> _Required work_: Could you write the next part of the article about Lois Heagle of Hailey, starting right after its last sentence?

> _Text passage_:
■ ■ ■ ■ ■ ■ ■

Mrs. Heagle attended the University of Oregon and became a schoolteacher and world traveler, only returning to town in 1993 to care for her ailing parents.

This year, Heagle will represent Hailey in the fifth annual Heritage Court on Sunday, June 22. She serves many community organizations, including the Blaine Manor Auxiliary, the Ketchum chapter of the Philanthropic Education Foundation, and the Souper Supper soup kitchen at St. Charles Catholic Church in Hailey.

Although she was born in 1927, at the beginning of the Great Depression, she says it didn't affect her family very much.

"In some ways we didn't have anything to lose," she said.

One of the grandest willow trees in downtown Hailey grows in the backyard of Heagle's Croy Street home. It was a mere sapling when it was planted in the center of a picnic table by her father, Lawrence Heagle, in the 1950s.

Lawrence Heagle worked briefly as a pharmacist before bringing the first Ford automobile dealership to Hailey in about 1930. The antique Model "A" in the Hailey Historical Museum on Main Street once belonged to him.

Lawrence Heagle also served in the Idaho State Legislature during the 1940s and as Hailey's mayor during the 1970s. He and his wife, Julia, first inspired young Lois to travel when they went to the Caribbean and the Orient on business.

"Back in the 1950s, Daddy delivered a Ford Thunderbird to Bill Purdy in Africa," she said, pointing to tribal artifacts and carvings her parents collected during the trip, and now hanging on a wall of her exquisitely decorated home in Old Hailey.

The Purdys are a ranching family based 15 miles south of Hailey in Picabo. Bill Purdy lived in Nairobi, Kenya, after serving in World War II. He went on to found an advertising agency in Kenya.

Heagle has traveled to Saipan in the Mariana Islands, and to the Lake Country of northern England to visit her stepchildren and niece. She also has taken cruises with friends to Mexico and elsewhere. In September, she will join a group of lady friends going to Victoria, British Colombia, where they will take in local theater productions before traveling to Salt Lake City to hear the Mormon Tabernacle Choir.

Heagle takes pride in the many students she taught during her 20-year career as an elementary school teacher, first at Ketchum Elementary, where Giacobbi Square is today, and later in Auburn, Calif., at the Forest Lake Christian School.

As one of only two students from her graduating Hailey High School class of 30 to earn a college degree, Heagle continues to help others attain a higher education. Her work at the Philanthropic Education Foundation in Ketchum contributes to educational scholarships for women.

■ ■ ■ ■ ■ ■ ■

[Stored data]

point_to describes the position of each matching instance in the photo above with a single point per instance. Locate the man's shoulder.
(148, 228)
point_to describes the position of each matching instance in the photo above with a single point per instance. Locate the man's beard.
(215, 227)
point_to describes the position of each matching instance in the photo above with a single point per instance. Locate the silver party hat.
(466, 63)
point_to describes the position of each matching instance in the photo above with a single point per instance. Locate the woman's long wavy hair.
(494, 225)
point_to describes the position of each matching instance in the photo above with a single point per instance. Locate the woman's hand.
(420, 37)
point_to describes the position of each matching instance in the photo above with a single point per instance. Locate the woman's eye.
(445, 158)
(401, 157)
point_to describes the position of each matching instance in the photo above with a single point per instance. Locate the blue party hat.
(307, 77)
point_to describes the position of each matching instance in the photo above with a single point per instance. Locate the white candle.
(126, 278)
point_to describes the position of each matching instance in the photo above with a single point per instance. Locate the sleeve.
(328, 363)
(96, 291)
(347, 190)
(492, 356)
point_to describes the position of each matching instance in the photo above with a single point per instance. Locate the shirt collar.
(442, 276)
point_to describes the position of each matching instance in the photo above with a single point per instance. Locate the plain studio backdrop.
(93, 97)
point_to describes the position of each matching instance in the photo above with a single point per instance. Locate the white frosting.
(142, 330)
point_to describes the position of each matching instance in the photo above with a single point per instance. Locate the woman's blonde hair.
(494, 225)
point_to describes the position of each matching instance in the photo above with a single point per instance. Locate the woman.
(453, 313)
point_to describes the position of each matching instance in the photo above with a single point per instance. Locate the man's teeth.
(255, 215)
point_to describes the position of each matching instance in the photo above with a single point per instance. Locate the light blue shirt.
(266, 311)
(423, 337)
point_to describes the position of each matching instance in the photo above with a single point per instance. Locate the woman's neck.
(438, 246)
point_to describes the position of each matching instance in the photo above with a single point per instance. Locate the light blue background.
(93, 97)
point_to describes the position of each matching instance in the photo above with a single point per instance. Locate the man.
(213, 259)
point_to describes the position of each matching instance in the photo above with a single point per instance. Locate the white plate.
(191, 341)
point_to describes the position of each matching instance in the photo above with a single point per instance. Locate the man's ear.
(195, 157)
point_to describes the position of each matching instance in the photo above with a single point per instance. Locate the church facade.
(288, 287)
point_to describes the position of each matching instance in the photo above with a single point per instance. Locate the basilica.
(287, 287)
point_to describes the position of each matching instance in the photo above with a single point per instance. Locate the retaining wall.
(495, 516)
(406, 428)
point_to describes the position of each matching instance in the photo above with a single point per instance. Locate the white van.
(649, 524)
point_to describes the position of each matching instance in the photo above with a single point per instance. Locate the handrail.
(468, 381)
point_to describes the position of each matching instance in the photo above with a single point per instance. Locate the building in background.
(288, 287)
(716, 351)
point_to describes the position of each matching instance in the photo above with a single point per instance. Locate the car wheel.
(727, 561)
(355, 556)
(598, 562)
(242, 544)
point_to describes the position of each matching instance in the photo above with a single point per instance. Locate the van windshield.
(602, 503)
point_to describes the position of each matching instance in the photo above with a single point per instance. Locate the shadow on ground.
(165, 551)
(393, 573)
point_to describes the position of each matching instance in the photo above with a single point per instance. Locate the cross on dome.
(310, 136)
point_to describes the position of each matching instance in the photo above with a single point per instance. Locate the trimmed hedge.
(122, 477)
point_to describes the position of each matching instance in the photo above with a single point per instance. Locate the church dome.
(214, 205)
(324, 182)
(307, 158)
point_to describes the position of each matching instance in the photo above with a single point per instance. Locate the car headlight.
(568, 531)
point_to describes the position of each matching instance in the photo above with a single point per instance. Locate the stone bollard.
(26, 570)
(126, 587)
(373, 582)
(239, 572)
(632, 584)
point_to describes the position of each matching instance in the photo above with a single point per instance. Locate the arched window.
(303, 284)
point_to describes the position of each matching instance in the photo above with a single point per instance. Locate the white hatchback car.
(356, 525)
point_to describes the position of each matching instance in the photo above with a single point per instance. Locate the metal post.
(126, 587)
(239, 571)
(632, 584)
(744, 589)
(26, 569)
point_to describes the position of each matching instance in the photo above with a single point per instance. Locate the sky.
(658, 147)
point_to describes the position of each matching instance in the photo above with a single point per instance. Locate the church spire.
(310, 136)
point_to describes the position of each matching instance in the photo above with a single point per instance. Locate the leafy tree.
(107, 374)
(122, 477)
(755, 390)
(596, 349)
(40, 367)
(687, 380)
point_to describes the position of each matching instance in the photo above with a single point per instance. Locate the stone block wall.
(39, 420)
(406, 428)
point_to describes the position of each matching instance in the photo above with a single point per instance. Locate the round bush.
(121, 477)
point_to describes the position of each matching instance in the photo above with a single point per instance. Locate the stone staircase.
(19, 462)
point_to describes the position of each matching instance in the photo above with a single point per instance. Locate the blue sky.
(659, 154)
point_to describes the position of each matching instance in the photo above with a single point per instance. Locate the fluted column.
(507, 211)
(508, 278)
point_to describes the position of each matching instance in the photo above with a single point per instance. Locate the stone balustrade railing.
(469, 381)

■ ■ ■ ■ ■ ■ ■

> _Answer box_:
"Just last week I was in Sacramento, Calif., when a young lady came up to me and asked, 'Weren't you my teacher in elementary school?'"

Mrs. Heagle kept up with many of her students over the years, attending many of their college graduation ceremonies.

"Now I think all of my students have graduated and gone on to live their lives, "she said. "But I still enjoy community service. The Souper Supper kitchen happens twice a week at St. Charles Church in Hailey. It is a place for anyone who is lonely or needy. You will not be turned away."

Heagle still enjoys the company of friends from her childhood in Hailey. Last week she met high school friend Rosie Mallory for lunch at the Blaine County Senior Center. Mallory was a switchboard operator back when Heagle helped to run the Hailey Times newspaper.

"I don't get into town as much anymore, with all the crowds, " she said. "But I do so enjoy knowing people here and having so many old friends."

2008 Heritage Court

The Blaine County Museum will honor a quartet of ladies this month as its fifth annual Heritage Court. Each lady was chosen for her longevity and commitment to her town. The new court will be honored from 3 p.m. to 5 p.m. Sunday, June 22, at the Liberty Theatre in Hailey. There will be a reception after the event, at which the ladies will "hold court" to meet their public.

The four ladies will ride in a vintage carriage in Hailey's Fourth of July Parade, Carey's Pioneer Days Parade, Ketchum's Big Hitch Wagon Days Parade and Bellevue's Labor Day Parade.

Sponsors for the event are Sun Valley Co., D.L. Evans Bank, Wood River Welding, Ketchum/Sun Valley Rotary, Hailey Rotary, Anderson Asphalt, Power Engineering, Mike & Irene Healey, Scott & Devra Mary and Sun Valley Title.